Items listed in a dataset:
☆ ☆ ☆
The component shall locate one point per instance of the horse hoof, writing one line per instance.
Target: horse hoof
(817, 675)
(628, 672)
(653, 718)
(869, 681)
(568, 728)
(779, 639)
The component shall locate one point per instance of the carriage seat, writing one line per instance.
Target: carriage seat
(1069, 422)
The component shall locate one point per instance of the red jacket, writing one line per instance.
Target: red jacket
☆ ☆ ☆
Exercise requirements:
What is needed is an exact copy of the lines from the one containing "seat, writing one line per instance." through the final line of the data, both included, and nothing more.

Answer space:
The component shall locate one point per instance of the carriage seat, writing one line per instance.
Target: carriage seat
(1069, 422)
The component shall locate one point per instance of the red jacket, writing one line per instance.
Target: red jacket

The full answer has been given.